=== DIRECTIVE ===
Output all lines exactly, with nothing added or dropped.

── INFORMATION PROVIDED

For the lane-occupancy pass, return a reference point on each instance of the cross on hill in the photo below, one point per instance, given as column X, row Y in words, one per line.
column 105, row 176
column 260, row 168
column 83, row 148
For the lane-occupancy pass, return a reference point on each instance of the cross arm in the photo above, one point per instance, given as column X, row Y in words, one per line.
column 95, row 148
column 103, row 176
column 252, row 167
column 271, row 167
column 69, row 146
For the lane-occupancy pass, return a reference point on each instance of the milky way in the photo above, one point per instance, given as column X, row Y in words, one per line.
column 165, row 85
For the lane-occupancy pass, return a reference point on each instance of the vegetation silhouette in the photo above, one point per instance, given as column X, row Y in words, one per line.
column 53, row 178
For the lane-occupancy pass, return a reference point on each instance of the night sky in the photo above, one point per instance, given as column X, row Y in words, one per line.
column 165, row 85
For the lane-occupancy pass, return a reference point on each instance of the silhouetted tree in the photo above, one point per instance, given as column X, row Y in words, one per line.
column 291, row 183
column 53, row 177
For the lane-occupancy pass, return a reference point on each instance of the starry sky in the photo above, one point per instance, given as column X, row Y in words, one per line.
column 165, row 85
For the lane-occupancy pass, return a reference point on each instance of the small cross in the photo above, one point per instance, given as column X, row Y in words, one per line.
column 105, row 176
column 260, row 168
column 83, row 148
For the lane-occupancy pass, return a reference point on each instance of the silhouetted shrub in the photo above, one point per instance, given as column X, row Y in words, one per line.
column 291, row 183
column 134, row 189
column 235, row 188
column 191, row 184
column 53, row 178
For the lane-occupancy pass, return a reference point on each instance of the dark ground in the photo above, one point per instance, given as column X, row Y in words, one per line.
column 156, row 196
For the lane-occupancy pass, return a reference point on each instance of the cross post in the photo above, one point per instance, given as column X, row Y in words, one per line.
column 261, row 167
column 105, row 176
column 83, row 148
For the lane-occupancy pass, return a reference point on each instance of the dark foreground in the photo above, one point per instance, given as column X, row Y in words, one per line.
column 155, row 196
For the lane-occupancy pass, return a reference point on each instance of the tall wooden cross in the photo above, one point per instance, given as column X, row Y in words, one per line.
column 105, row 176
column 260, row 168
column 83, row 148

────

=== SOLUTION TO THIS PROBLEM ===
For the lane-occupancy pass, return a reference point on each instance of the cross on hill in the photo below, one point per instance, given as column X, row Y in words, one per line.
column 105, row 176
column 260, row 168
column 83, row 148
For the lane-occupancy pass, return a reference point on each instance of the cross arm in the photo above, one point per instance, given as column X, row Y in words, one per line.
column 95, row 148
column 103, row 176
column 252, row 167
column 271, row 167
column 69, row 146
For the lane-occupancy pass, return a reference point on each instance of the milky way in the photo above, one point per instance, given as column X, row Y in words, one per line.
column 165, row 85
For the lane-occupancy pass, return a reference point on each instance of the vegetation silhouette in the photo above, one point per instance, given as column X, row Y in words, one per line.
column 53, row 178
For the lane-occupancy pass, return a reference point on each instance of the night sky in the photo above, one point per instance, given as column X, row Y in words, one per line.
column 165, row 85
For the lane-occupancy pass, return a reference point on each instance of the silhouetted tree in the photo above, one point per instance, given as column X, row Y in words, one per line.
column 291, row 183
column 53, row 177
For the lane-occupancy pass, return a reference point on each instance of the starry sky in the photo above, one point per instance, given as column X, row Y in words, one per line.
column 165, row 85
For the lane-occupancy pass, return a reference point on each instance of the small cross in the photo above, one point per instance, given as column X, row Y in words, one per line.
column 105, row 176
column 260, row 168
column 83, row 148
For the lane-occupancy pass, return a reference point on each instance of the silhouetted shrub in the photo above, one point per instance, given as column X, row Y in words, one per line.
column 291, row 183
column 134, row 189
column 235, row 188
column 191, row 184
column 53, row 178
For the lane-occupancy pass, return a reference point on each instance of the dark ground in the photo above, one point per instance, given as column X, row Y in words, one per line.
column 156, row 196
For the lane-occupancy pass, return a reference point on each instance of the cross post in the photo above, one point per instance, given as column X, row Y in words, one per line.
column 261, row 167
column 105, row 176
column 83, row 148
For the lane-occupancy pass, return a reference point on each instance of the dark foreground in the photo above, one point per instance, given as column X, row Y in words, one per line.
column 155, row 196
For the lane-occupancy pass, return a reference point on each instance of the tall wooden cross in the photo above, one point per instance, given as column X, row Y in words, one per line.
column 105, row 176
column 260, row 168
column 83, row 148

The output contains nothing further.